**Selected extract**:
•••

FIG. 1 illustrates an embodiment of a fitting 100 with a deformable or compressible structure 102 that facilitates pull-up by torque. The fitting 100 includes a first fitting component 412 that may be realized in the form of a male threaded body having external threads 114. The first fitting component 112 joins or connects with a second fitting component 116 that may be realized in the form of a female threaded nut having internal threads 118 that threadably mate with the threads 114 of the first component 112 when the fitting 100 is made-up or assembled. Different thread options and, alternatively, a variety of different non-threaded coupling designs may be used for the first and second fitting components. For example, a clamp arrangements that includes clamping members that do not rotate relative to one another during tightening of the clamp may be used. For example, the clamp members may be forced toward one another by separate threaded members, by a cam arrangement, by a lever arrangement, etc.

The fitting 100 further includes a conduit gripping device or assembly 120. In this application, the term conduit gripping device means any device or assembly of components that grips and/or seals against a conduit, such as a tube or a pipe, as a result of making up the fitting to an assembly. The conduit gripping device may include any number of components, such as ferrules. Typically the conduit gripping device 120 will include one or two ferrules. A conduit gripping device 120 is schematically illustrated in FIG. 1. The line 122 on the schematic illustration of a conduit gripping device 120 indicates that the conduit gripping device 120 may comprise a single ferrule, there may be two ferrules, or alternative gripping devices may be used. A wide variety of conduit gripping devices 120 may be used. Examples of conduit gripping devices that may be used include, but are not limited to, the tube gripping devices described in U.S. Pat. No. 5,882,050 issued on Mar. 16, 1999; U.S. Pat. No. 6,131,963 issued on Oct. 17, 2000; and U.S. Patent Application Publication No. 2005/0242582 published on Nov. 3, 2005; which are incorporated herein by reference in their entirety. The nut 116 and tube gripping device 120 fit onto a conduit end T that is received by the body 112.

The female nut 116 has a drive surface 174 that contacts a driven surface 162 of the conduit gripping device 120 during pull-up. The male threaded body 112 is a generally cylindrical part centered on the axis X. The body 112 has an opening 183 adapted to receive the tube end T. A central bore 186 extends through the body 112 and defines a fluid flow path. The central bore 186 may be in communication with another part such as a valve, tee, elbow, manifold, etc. It should be noted that although the male threaded fitting component 112 is shown as a separate stand alone part, the features of the component by which it may make a fluid connection with the female threaded fitting component could, alternatively, be incorporated into a bulk body such as a manifold, valve, pump, tank, and so on, commonly referred to as a fluid port.

•••

**Short task 1**: Translate this sentence from the fitting description into Spanish: "The male threaded body 112 is a generally cylindrical part centered on the axis X."
**Short task 2**: According to the fitting description, how many ferrules does the conduit gripping device 120 typically include?

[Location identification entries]
•••

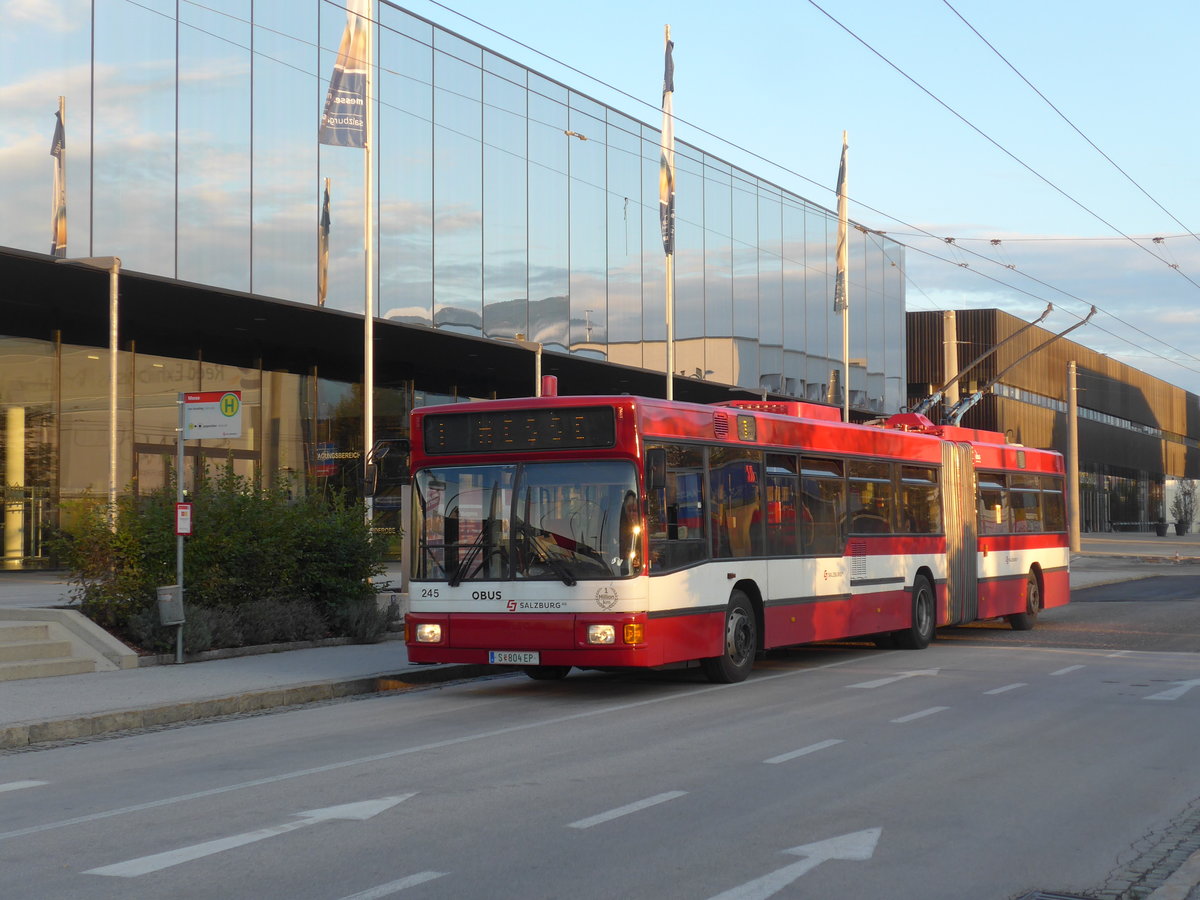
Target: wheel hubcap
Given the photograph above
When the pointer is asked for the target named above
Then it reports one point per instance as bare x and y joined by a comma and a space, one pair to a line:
738, 637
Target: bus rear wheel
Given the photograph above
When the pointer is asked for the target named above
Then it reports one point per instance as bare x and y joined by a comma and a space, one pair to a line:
1027, 619
924, 613
741, 643
547, 673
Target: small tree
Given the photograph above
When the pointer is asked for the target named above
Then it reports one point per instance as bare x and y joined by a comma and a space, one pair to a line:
1183, 507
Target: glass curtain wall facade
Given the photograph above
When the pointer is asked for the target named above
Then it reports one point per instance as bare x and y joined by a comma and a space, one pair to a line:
504, 202
192, 154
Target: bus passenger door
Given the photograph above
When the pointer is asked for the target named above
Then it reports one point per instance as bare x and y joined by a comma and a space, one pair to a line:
961, 539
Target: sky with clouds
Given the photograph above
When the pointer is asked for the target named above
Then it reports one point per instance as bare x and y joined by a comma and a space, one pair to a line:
978, 132
967, 120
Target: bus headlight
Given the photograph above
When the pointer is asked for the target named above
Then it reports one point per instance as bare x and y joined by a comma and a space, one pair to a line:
429, 633
601, 634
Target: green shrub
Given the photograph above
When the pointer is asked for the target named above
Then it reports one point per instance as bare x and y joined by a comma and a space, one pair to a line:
269, 621
258, 568
363, 621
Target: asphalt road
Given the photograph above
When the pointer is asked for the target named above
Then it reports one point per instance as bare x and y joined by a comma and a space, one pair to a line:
991, 765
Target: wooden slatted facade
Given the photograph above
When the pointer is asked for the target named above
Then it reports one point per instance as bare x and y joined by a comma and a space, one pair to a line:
1137, 432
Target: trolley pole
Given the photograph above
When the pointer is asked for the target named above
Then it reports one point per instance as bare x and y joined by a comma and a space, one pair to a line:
1073, 459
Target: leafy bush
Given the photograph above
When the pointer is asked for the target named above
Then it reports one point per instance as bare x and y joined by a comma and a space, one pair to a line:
258, 568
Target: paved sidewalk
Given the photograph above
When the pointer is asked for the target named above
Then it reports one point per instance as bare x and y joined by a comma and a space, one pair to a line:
45, 709
48, 709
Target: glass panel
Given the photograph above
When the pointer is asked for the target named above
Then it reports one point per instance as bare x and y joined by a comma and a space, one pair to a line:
159, 381
795, 312
820, 321
28, 451
589, 243
549, 262
718, 259
771, 292
745, 277
505, 229
624, 241
653, 258
214, 143
406, 187
287, 181
133, 178
459, 196
689, 265
83, 454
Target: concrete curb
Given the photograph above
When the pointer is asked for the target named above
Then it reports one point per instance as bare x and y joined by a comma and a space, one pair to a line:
87, 726
1182, 881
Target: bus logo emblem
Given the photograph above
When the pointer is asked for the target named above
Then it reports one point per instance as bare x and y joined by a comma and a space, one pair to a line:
606, 598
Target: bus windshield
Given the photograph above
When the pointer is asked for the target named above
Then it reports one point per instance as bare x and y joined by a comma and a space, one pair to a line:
564, 521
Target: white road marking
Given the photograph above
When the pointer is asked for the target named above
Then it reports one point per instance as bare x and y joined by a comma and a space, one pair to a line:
157, 862
802, 751
21, 785
1177, 691
394, 887
892, 679
859, 845
637, 807
1007, 688
408, 750
922, 714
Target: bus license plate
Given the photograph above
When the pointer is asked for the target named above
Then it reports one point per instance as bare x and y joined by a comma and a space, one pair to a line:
513, 658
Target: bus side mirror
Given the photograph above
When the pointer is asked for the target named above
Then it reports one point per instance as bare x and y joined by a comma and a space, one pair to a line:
655, 469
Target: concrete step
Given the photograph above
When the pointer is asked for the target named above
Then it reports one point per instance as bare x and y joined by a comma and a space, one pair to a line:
45, 669
23, 633
24, 651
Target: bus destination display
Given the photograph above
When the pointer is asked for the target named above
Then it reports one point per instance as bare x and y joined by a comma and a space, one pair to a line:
579, 429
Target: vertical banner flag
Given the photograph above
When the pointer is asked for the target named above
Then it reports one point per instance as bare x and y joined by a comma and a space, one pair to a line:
840, 297
323, 250
666, 159
343, 123
59, 201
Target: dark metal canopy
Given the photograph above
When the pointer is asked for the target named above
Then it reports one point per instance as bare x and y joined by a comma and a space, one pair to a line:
173, 318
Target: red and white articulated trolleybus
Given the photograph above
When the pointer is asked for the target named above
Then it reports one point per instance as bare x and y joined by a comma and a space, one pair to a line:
609, 532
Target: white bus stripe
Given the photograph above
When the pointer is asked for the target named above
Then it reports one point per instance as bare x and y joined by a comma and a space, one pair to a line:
802, 751
922, 714
627, 809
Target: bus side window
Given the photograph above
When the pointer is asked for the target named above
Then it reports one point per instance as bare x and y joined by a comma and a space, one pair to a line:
823, 507
993, 492
783, 498
675, 505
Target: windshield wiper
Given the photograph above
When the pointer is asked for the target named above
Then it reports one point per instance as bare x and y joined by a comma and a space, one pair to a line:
535, 543
472, 552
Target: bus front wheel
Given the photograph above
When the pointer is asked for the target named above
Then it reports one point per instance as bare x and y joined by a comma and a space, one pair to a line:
924, 612
741, 643
1027, 619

•••

**Response 1**: El cuerpo roscado macho 112 es una pieza generalmente cilíndrica centrada en el eje X.

**Response 2**: One or two ferrules.